What is asked: Copy out every item below, changing "a dot on each" to "a mark on each" wherever it occurs and keeping everything else the same. Leave the pictures out of your copy.

— start of Extracted information —

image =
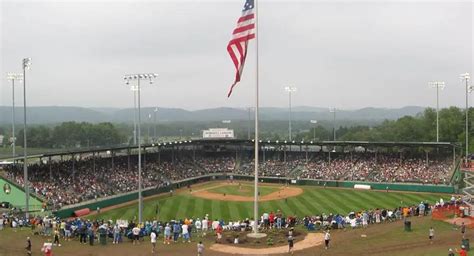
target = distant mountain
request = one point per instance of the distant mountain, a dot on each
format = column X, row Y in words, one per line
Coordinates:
column 57, row 114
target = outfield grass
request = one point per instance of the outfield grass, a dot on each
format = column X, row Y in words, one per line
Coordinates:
column 247, row 190
column 314, row 200
column 17, row 197
column 387, row 239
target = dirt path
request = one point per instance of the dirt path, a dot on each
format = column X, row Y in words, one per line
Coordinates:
column 283, row 192
column 311, row 240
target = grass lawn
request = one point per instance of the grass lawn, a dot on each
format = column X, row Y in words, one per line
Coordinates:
column 246, row 190
column 17, row 197
column 314, row 200
column 386, row 239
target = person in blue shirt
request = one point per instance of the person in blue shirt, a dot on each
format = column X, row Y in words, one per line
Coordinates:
column 176, row 231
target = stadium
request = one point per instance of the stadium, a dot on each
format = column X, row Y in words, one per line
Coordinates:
column 348, row 187
column 103, row 156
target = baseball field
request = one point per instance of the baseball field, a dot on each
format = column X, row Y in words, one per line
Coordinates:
column 233, row 201
column 17, row 196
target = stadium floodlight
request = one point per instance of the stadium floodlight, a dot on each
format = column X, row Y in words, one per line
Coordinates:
column 314, row 129
column 26, row 66
column 289, row 90
column 155, row 111
column 438, row 85
column 14, row 77
column 333, row 110
column 129, row 78
column 466, row 77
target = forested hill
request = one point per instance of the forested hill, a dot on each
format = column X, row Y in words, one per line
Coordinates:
column 58, row 114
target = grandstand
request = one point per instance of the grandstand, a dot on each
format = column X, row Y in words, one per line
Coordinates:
column 73, row 177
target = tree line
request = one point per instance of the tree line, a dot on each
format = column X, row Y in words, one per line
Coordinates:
column 421, row 127
column 70, row 135
column 408, row 128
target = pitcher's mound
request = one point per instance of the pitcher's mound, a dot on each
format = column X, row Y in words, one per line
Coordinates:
column 282, row 193
column 311, row 240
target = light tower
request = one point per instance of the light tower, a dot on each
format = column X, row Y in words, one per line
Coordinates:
column 438, row 85
column 466, row 77
column 289, row 90
column 26, row 66
column 138, row 78
column 14, row 77
column 333, row 110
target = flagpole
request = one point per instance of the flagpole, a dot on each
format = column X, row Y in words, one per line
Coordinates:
column 256, row 218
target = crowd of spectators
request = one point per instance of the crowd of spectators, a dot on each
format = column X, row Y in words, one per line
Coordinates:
column 73, row 181
column 380, row 168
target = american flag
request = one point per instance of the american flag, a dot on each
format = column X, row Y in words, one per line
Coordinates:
column 242, row 34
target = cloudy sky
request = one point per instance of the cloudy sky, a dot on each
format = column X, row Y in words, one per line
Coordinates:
column 347, row 54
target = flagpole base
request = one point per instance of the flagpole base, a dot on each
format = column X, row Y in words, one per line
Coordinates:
column 256, row 235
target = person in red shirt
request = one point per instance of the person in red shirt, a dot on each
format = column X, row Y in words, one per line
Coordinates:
column 462, row 252
column 47, row 248
column 271, row 218
column 219, row 233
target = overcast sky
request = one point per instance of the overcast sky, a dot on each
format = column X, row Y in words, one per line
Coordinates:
column 343, row 54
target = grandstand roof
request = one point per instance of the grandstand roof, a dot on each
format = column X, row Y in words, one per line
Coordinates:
column 169, row 144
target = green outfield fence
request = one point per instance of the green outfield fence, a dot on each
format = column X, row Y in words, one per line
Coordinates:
column 68, row 211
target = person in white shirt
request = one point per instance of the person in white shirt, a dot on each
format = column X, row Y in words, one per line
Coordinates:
column 136, row 235
column 205, row 226
column 200, row 248
column 215, row 224
column 327, row 238
column 185, row 233
column 153, row 241
column 167, row 236
column 431, row 235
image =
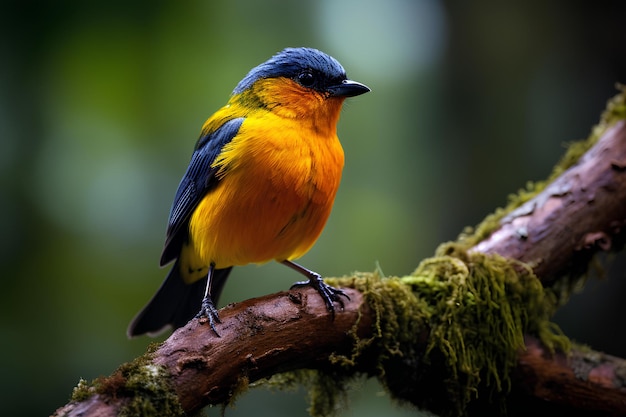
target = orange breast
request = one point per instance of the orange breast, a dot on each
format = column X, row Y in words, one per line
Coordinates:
column 278, row 184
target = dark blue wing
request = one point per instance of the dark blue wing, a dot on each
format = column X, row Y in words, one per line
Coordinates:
column 198, row 180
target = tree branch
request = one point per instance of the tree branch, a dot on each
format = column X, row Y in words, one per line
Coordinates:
column 582, row 211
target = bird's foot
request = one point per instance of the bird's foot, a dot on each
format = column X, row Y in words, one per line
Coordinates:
column 329, row 294
column 209, row 313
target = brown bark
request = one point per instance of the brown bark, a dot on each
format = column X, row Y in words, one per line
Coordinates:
column 581, row 212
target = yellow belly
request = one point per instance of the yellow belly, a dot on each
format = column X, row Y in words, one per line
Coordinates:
column 275, row 194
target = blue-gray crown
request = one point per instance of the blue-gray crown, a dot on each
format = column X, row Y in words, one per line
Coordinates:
column 297, row 64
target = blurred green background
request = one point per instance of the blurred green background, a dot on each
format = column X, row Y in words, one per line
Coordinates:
column 101, row 104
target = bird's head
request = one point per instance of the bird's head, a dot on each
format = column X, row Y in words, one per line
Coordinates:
column 299, row 82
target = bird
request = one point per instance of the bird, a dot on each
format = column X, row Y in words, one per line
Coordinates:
column 259, row 187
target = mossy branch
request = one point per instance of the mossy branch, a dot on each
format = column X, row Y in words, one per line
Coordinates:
column 467, row 333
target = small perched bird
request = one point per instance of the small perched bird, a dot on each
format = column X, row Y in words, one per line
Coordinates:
column 259, row 187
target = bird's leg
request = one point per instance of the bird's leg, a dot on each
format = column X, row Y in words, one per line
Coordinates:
column 328, row 293
column 208, row 310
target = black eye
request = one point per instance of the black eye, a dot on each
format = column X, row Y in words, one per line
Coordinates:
column 306, row 79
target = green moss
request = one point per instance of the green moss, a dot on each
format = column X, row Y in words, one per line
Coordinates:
column 144, row 385
column 82, row 391
column 614, row 112
column 443, row 336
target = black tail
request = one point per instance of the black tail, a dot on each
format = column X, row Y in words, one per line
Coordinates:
column 175, row 303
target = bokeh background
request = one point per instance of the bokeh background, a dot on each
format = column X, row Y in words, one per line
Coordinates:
column 101, row 103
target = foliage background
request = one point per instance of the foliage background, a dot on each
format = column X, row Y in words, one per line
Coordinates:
column 101, row 102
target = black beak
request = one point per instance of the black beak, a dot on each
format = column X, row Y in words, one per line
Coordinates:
column 348, row 88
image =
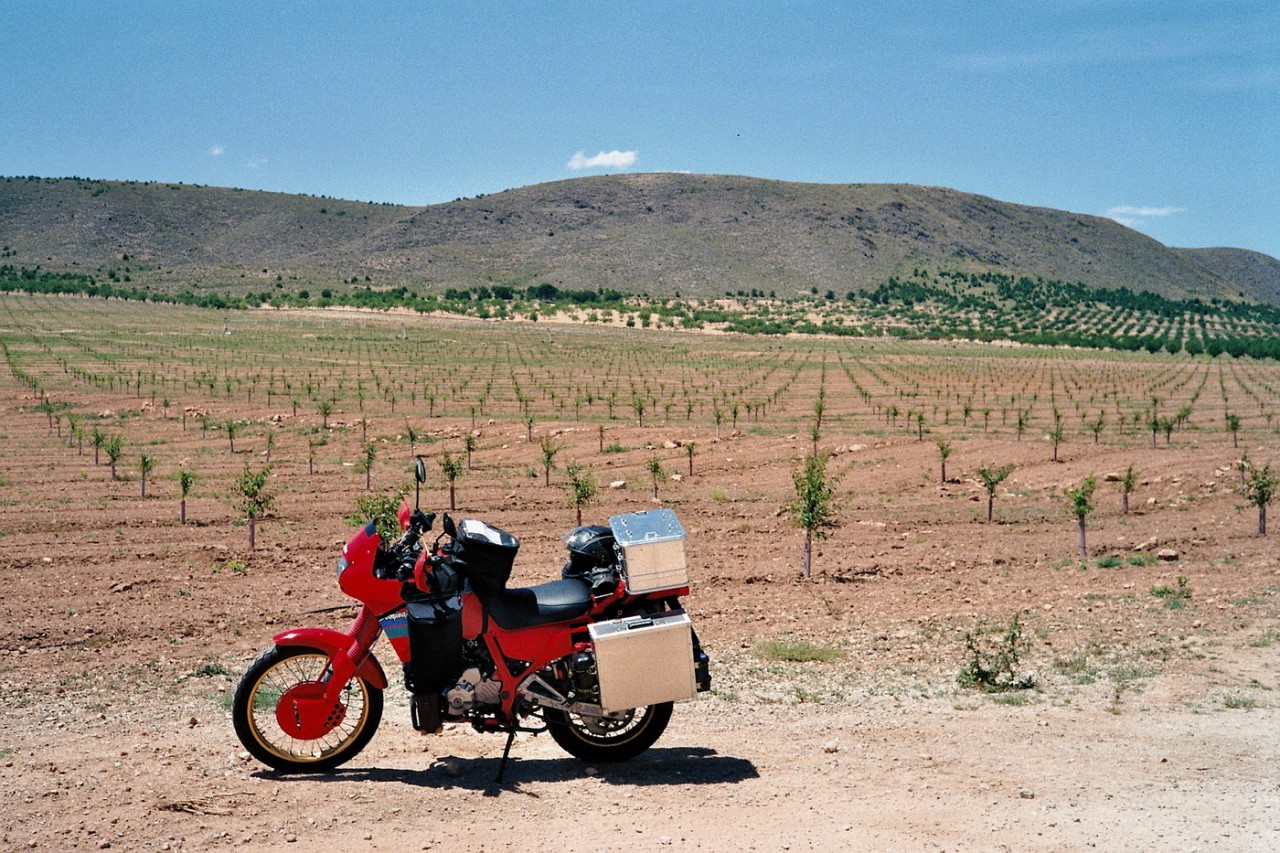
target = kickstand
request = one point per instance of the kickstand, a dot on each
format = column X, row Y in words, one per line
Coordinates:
column 506, row 755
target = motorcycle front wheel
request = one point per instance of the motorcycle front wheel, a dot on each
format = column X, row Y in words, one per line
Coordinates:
column 608, row 739
column 280, row 717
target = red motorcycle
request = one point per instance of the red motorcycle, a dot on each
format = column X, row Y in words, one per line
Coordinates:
column 595, row 658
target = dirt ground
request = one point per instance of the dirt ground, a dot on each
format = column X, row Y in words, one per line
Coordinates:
column 1152, row 725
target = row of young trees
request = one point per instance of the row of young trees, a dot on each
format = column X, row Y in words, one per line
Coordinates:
column 945, row 305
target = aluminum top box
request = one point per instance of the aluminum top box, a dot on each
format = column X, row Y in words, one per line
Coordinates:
column 653, row 550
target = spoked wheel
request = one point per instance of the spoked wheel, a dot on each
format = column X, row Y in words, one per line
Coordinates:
column 615, row 738
column 282, row 717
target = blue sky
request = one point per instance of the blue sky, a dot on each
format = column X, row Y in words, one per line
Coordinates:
column 1160, row 114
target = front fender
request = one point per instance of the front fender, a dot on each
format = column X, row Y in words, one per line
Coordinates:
column 334, row 644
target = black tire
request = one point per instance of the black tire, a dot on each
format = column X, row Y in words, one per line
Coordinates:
column 265, row 682
column 608, row 740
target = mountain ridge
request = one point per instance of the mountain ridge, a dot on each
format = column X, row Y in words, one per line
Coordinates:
column 644, row 232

— end of Extracted information —

Reply to the exercise:
image =
target = distant mountain
request = one point per instance of the distant mountain, a mark on each
format = column X, row Y in words, one per line
Coordinates:
column 57, row 114
target = outfield grass
request = one point per instance of the outfield grass, a mark on each
format = column X, row Y in words, one per line
Coordinates:
column 247, row 190
column 314, row 200
column 17, row 197
column 387, row 239
target = dirt path
request = one point per instance of the dirt path, a mark on each
format = column X, row Y in words, one per line
Coordinates:
column 283, row 192
column 311, row 240
target = grass lawn
request = one point per instance of the grass lawn, a mark on each
format = column X, row Y in words, one per line
Coordinates:
column 246, row 190
column 17, row 197
column 314, row 200
column 386, row 239
target = person in blue shirt
request = one point per instance of the person in blue shirt, a mark on each
format = column X, row Y in words, one per line
Coordinates:
column 176, row 231
target = stadium
request = one point per instance of the stadium, a mark on each
format = column X, row Y in words, one per line
Coordinates:
column 348, row 187
column 103, row 156
target = baseball field
request = one point per instance of the baseball field, a mark on each
format = column X, row Y in words, one per line
Coordinates:
column 233, row 201
column 17, row 196
target = stadium floodlight
request = one point per instance of the stadium floodlight, a mark on each
format = column X, row Y in words, one per line
Coordinates:
column 314, row 129
column 26, row 66
column 289, row 90
column 155, row 111
column 438, row 85
column 14, row 77
column 333, row 110
column 129, row 78
column 466, row 77
target = forested hill
request = one point per instance of the forested hill, a mark on each
format = column X, row Y in words, one per line
Coordinates:
column 58, row 114
target = grandstand
request = one point per instance of the grandstand, a mark on each
format = column X, row Y in words, one per line
Coordinates:
column 73, row 177
target = tree line
request = one point per instance of the tree line, a mark on each
format = column X, row Y in words, one per line
Coordinates:
column 421, row 127
column 70, row 135
column 408, row 128
target = pitcher's mound
request = one point per instance of the pitcher's mound, a mark on each
format = column X, row Y in words, one per line
Coordinates:
column 282, row 193
column 311, row 240
target = light tower
request = one point per instance of the light tower, a mark on each
format = column X, row Y in words, one per line
Coordinates:
column 438, row 85
column 466, row 77
column 289, row 90
column 26, row 66
column 138, row 78
column 14, row 77
column 333, row 110
target = flagpole
request = one point per instance of the flagpole, a mark on each
format = column X, row Y in words, one per line
Coordinates:
column 256, row 218
target = crowd of spectators
request = one point per instance of the crowd of spectators, a mark on each
format = column X, row Y in words, one per line
Coordinates:
column 73, row 181
column 380, row 168
target = american flag
request = one point per instance of the american flag, a mark on each
format = column X, row Y in words, one per line
Coordinates:
column 242, row 34
target = cloudy sky
request = one point per instance of the cloudy sky, a mark on each
format = column X, row Y in words, one per line
Coordinates:
column 347, row 54
target = flagpole base
request = one point per instance of the flagpole base, a mark on each
format = column X, row Y in words, one per line
Coordinates:
column 256, row 235
target = person in red shirt
request = one point per instance of the person in red shirt, a mark on each
format = column X, row Y in words, one per line
Coordinates:
column 462, row 252
column 47, row 248
column 271, row 218
column 219, row 233
target = overcast sky
request = one point per instance of the overcast sky, a mark on each
format = column X, row Y in words, one per line
Coordinates:
column 343, row 54
target = grandstand roof
request = one point per instance of the grandstand roof, a mark on each
format = column X, row Y in words, one per line
Coordinates:
column 169, row 144
target = green outfield fence
request = one point per instance of the green outfield fence, a mark on each
format = column X, row Y in words, one per line
Coordinates:
column 68, row 211
target = person in white shirt
request = one point per instance of the person in white shirt, a mark on each
format = column X, row Y in words, one per line
Coordinates:
column 136, row 235
column 205, row 226
column 200, row 248
column 215, row 224
column 327, row 238
column 185, row 233
column 153, row 241
column 167, row 236
column 431, row 235
image =
target = orange breast
request = one point per instance of the orange breast, a mark on each
format = column X, row Y in words, one per line
Coordinates:
column 278, row 184
target = dark blue wing
request = one point per instance of the dark blue wing, a mark on each
format = column X, row Y in words, one per line
Coordinates:
column 198, row 180
target = tree branch
request = one point per instance of the tree branch, a mark on each
format = column X, row Y in words, one per line
Coordinates:
column 582, row 211
target = bird's foot
request = one point per instance of the bird's foot, a mark on each
format = column X, row Y in words, one per line
Coordinates:
column 329, row 294
column 209, row 313
target = brown bark
request = one point per instance of the brown bark, a mark on each
format = column X, row Y in words, one per line
Coordinates:
column 581, row 212
target = yellow belly
request = one point per instance of the yellow belly, a mark on each
format = column X, row Y in words, one per line
Coordinates:
column 275, row 194
target = blue-gray crown
request = one point per instance of the blue-gray crown, a mark on each
format = column X, row Y in words, one per line
Coordinates:
column 297, row 64
target = blurred green background
request = one point per instance of the blurred green background, a mark on each
format = column X, row Y in words, one per line
Coordinates:
column 101, row 104
target = bird's head
request = one point per instance of the bird's head, a mark on each
format = column X, row Y in words, one per line
Coordinates:
column 299, row 82
target = bird
request = one point per instance of the bird, a mark on each
format = column X, row Y in words, one per line
Coordinates:
column 259, row 187
target = mossy branch
request = one point per instance of the mossy branch, a mark on each
format = column X, row Y in words, one per line
Coordinates:
column 467, row 333
target = small perched bird
request = one point per instance of the small perched bird, a mark on each
format = column X, row Y in words, one per line
Coordinates:
column 259, row 187
target = bird's leg
request = one point per instance of the bird's leg, a mark on each
format = column X, row Y in words, one per line
Coordinates:
column 328, row 293
column 208, row 310
target = black eye
request = one point per instance of the black eye, a mark on each
format = column X, row Y in words, one per line
Coordinates:
column 306, row 79
target = green moss
request = one point per instance of the green moss, a mark on each
format = column X, row Y in words, one per line
Coordinates:
column 144, row 385
column 82, row 391
column 614, row 112
column 443, row 336
target = black tail
request = one point per instance of the black tail, a mark on each
format = column X, row Y in words, one per line
Coordinates:
column 175, row 303
target = bokeh background
request = one point per instance of the bokeh background, a mark on each
format = column X, row Y in words, one per line
Coordinates:
column 101, row 103
target = foliage background
request = one point per instance of the foliage background, a mark on each
format = column X, row Y in words, one per line
Coordinates:
column 101, row 102
target = black beak
request = one point per instance of the black beak, a mark on each
format = column X, row Y in words, one per line
Coordinates:
column 348, row 88
image =
target = kickstand
request = one point per instance of the kickstand, a mark on each
format = column X, row Y in words, one per line
Coordinates:
column 506, row 755
target = motorcycle front wheel
request = one point per instance of the motorcycle front wheel, a mark on each
format = column X, row Y in words, one per line
Coordinates:
column 608, row 739
column 280, row 717
target = red motorcycle
request = one point per instance of the red motorcycle, a mark on each
format = column X, row Y in words, one per line
Coordinates:
column 595, row 658
target = dirt ground
request = one point per instance of the dirt ground, a mark on each
format = column X, row Y in words, one per line
Coordinates:
column 1152, row 725
target = row of young trees
request = one point per instance of the row of young trees, a mark on each
format = column X, row Y in words, one per line
Coordinates:
column 945, row 305
target = aluminum top box
request = one point per instance of the aluminum top box, a mark on each
format = column X, row Y in words, one per line
Coordinates:
column 653, row 550
target = spoked wheel
request = one point per instance of the spoked wheel, a mark on each
format = column X, row Y in words, one per line
Coordinates:
column 615, row 738
column 282, row 717
target = blue sky
request = one point per instance of the blue sky, a mark on each
format = column X, row Y in words, one per line
Coordinates:
column 1160, row 114
target = front fender
request = one point per instance of the front fender, a mark on each
format = column X, row Y in words, one per line
Coordinates:
column 334, row 644
target = black tire
request = one point per instance of the black tire, a mark on each
format = column X, row Y in words, one per line
Coordinates:
column 265, row 682
column 608, row 740
target = mountain ridge
request = one point per instance of the mountain ridge, a mark on each
format = column X, row Y in words, one per line
Coordinates:
column 644, row 232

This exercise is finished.